__What you should do__:
Extract every line of the material below that contains the string "shorts". Match case exactly.

__Data in this exercise__:
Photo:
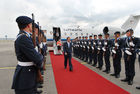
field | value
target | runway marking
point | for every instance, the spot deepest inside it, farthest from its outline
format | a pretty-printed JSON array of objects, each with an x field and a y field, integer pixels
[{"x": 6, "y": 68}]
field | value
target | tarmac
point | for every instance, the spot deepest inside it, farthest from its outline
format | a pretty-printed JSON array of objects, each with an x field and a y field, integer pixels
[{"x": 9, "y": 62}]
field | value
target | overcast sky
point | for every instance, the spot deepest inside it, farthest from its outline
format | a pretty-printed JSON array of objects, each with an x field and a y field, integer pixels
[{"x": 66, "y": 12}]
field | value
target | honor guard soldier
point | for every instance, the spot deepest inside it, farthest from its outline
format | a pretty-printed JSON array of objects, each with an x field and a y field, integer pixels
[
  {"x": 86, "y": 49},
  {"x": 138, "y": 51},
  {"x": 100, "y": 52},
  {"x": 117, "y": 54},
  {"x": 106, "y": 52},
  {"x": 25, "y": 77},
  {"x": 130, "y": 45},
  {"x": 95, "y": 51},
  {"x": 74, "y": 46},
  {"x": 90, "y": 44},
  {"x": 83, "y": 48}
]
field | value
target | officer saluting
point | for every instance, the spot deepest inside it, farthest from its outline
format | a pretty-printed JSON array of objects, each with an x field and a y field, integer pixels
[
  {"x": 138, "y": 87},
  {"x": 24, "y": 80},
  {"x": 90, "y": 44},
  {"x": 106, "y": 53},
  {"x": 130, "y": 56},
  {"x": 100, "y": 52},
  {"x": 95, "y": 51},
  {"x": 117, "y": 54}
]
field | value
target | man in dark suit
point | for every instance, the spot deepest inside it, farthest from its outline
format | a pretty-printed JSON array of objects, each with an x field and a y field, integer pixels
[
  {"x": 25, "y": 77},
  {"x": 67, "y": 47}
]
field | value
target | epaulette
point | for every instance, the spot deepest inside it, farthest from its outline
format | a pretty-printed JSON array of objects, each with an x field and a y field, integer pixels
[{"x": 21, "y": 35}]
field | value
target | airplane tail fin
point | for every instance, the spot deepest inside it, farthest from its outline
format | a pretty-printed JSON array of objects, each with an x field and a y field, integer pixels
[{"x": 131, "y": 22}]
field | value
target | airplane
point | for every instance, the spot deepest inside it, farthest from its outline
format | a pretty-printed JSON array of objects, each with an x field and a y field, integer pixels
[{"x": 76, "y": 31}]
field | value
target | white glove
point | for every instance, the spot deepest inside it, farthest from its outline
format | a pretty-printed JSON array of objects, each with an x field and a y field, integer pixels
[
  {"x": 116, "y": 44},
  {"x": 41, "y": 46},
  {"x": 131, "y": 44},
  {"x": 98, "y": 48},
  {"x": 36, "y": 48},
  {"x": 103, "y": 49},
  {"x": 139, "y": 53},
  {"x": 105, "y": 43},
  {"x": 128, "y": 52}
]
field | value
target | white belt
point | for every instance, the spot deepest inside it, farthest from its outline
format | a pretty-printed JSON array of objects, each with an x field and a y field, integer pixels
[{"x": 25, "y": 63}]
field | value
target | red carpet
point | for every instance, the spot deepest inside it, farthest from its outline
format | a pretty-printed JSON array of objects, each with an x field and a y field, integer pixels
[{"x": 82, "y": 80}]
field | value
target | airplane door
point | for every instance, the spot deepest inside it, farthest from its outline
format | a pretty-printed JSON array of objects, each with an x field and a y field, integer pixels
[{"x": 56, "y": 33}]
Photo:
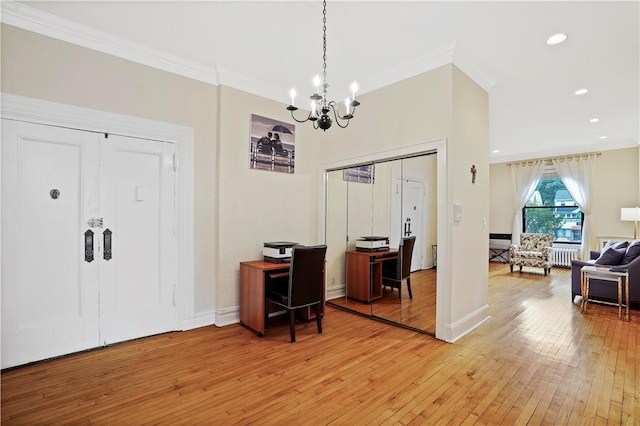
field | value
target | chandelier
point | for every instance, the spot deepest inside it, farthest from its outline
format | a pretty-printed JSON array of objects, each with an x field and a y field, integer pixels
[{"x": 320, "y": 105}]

---

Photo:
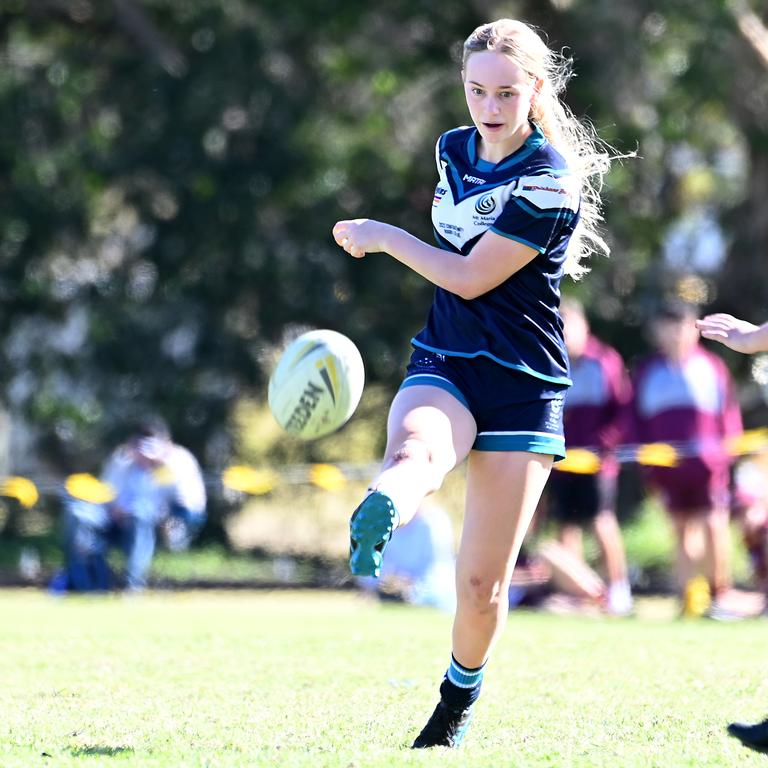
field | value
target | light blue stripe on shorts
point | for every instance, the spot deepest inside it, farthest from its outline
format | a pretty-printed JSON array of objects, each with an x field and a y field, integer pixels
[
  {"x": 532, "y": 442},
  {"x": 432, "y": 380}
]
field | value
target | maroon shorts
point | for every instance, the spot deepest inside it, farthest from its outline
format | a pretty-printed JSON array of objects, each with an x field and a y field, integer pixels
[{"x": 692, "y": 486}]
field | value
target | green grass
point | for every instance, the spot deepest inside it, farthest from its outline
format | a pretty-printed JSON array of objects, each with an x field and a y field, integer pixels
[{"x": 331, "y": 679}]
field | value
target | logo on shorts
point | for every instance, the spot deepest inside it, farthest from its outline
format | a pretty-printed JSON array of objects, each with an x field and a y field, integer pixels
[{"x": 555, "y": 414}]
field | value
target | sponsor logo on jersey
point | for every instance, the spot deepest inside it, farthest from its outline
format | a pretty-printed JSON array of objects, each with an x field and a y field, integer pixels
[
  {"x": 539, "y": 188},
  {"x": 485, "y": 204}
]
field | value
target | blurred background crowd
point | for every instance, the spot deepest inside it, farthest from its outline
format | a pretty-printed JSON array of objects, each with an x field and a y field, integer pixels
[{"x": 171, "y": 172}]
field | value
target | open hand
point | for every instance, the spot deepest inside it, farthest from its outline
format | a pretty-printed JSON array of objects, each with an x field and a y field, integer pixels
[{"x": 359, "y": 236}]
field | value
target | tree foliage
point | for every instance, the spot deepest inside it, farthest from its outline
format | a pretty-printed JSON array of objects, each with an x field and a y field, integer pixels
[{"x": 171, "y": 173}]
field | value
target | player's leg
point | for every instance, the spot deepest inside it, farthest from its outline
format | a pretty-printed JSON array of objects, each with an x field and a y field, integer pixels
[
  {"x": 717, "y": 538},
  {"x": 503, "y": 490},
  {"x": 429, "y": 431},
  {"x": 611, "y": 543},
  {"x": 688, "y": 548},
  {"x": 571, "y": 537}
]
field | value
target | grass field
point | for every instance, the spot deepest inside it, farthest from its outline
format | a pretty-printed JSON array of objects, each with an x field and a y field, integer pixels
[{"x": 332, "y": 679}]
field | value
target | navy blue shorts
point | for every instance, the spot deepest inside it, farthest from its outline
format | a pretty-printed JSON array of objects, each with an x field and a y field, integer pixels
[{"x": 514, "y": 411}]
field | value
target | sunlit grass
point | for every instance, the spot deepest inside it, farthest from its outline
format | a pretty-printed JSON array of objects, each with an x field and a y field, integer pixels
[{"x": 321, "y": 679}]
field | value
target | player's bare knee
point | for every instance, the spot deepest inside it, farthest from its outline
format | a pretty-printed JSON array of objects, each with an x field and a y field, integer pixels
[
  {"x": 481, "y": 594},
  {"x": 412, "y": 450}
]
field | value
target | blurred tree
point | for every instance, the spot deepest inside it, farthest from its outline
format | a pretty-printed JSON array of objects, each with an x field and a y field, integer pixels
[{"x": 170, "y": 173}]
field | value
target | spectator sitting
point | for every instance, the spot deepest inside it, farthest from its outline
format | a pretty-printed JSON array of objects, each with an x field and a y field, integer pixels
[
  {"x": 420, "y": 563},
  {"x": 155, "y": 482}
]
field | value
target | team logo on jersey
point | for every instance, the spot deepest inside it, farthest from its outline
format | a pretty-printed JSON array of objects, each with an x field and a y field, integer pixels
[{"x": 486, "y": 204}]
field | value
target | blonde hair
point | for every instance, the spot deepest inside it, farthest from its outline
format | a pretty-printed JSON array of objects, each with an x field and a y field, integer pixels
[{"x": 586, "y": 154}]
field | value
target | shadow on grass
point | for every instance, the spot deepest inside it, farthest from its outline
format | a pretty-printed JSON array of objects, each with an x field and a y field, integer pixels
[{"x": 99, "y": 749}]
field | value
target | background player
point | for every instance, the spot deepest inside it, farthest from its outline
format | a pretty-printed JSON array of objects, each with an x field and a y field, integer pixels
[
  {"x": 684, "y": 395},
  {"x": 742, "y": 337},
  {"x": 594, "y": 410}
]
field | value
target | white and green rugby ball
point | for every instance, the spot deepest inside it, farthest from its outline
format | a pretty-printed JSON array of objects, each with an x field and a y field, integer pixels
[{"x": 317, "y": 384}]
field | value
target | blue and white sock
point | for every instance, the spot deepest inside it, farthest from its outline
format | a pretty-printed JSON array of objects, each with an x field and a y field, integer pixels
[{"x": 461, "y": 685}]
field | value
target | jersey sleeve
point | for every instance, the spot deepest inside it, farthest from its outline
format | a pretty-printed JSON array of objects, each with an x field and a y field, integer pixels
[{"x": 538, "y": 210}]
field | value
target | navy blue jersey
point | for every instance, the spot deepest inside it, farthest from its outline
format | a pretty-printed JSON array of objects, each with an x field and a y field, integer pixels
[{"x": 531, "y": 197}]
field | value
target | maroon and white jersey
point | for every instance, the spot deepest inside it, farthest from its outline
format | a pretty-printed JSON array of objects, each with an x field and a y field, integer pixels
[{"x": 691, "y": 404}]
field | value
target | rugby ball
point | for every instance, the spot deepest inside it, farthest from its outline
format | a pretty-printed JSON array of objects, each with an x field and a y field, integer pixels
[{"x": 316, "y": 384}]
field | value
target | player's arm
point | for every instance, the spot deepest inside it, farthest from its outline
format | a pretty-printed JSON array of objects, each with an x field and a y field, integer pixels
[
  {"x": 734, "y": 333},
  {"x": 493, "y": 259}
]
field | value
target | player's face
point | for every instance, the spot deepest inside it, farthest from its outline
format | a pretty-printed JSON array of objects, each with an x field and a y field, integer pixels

...

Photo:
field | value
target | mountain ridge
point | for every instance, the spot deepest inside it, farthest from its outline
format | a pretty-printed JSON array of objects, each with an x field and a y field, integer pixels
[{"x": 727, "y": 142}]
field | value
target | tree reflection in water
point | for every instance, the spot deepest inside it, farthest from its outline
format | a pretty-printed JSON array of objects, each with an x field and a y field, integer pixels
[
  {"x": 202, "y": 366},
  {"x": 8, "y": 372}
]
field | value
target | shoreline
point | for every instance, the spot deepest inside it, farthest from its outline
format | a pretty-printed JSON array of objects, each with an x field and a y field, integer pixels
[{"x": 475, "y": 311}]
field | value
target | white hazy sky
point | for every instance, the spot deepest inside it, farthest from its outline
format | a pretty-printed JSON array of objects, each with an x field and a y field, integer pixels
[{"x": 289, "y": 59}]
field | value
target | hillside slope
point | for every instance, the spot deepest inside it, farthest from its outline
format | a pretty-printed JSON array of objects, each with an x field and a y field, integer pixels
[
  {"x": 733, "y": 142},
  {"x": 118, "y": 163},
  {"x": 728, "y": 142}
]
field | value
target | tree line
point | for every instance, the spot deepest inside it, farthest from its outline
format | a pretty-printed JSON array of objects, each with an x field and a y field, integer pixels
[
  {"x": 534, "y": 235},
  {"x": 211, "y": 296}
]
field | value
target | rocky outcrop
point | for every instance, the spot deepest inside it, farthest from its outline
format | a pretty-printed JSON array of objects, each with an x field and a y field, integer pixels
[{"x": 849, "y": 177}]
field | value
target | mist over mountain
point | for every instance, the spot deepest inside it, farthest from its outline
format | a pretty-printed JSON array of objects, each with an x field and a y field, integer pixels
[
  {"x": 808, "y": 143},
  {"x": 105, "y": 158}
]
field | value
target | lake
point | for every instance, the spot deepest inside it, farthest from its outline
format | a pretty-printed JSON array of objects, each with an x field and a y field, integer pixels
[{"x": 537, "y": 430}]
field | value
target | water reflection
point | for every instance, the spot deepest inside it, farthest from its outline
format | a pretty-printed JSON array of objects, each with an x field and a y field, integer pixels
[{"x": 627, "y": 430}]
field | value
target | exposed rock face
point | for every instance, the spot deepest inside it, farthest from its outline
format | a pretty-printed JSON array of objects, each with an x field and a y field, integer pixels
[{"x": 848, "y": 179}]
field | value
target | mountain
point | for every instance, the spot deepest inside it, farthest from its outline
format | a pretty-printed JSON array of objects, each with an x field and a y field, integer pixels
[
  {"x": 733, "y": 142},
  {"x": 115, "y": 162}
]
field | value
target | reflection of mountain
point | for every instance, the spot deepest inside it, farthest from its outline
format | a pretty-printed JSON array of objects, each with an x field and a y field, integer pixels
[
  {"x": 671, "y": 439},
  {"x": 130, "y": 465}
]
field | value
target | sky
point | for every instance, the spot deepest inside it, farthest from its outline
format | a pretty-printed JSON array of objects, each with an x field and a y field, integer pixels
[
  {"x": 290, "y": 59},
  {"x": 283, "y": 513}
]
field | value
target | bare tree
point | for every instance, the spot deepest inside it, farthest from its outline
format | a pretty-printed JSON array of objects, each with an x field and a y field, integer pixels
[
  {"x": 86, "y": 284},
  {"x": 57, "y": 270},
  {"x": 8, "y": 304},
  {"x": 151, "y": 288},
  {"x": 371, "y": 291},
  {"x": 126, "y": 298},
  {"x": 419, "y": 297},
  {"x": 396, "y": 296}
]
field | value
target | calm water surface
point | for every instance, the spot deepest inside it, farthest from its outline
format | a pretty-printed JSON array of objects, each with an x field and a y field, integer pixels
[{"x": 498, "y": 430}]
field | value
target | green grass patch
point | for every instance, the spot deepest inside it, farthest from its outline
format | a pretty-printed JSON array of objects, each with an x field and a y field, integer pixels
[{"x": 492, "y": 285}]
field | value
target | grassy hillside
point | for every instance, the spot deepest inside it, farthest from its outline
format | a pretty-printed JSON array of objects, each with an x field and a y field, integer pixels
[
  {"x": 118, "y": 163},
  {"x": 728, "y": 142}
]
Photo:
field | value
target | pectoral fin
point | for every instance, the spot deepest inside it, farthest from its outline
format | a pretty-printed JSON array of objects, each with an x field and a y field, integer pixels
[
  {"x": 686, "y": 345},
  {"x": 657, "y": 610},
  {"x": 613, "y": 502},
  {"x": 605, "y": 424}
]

__The completed task__:
target | light blue stripe on shorts
target | maroon shorts
target | logo on shorts
target | navy blue shorts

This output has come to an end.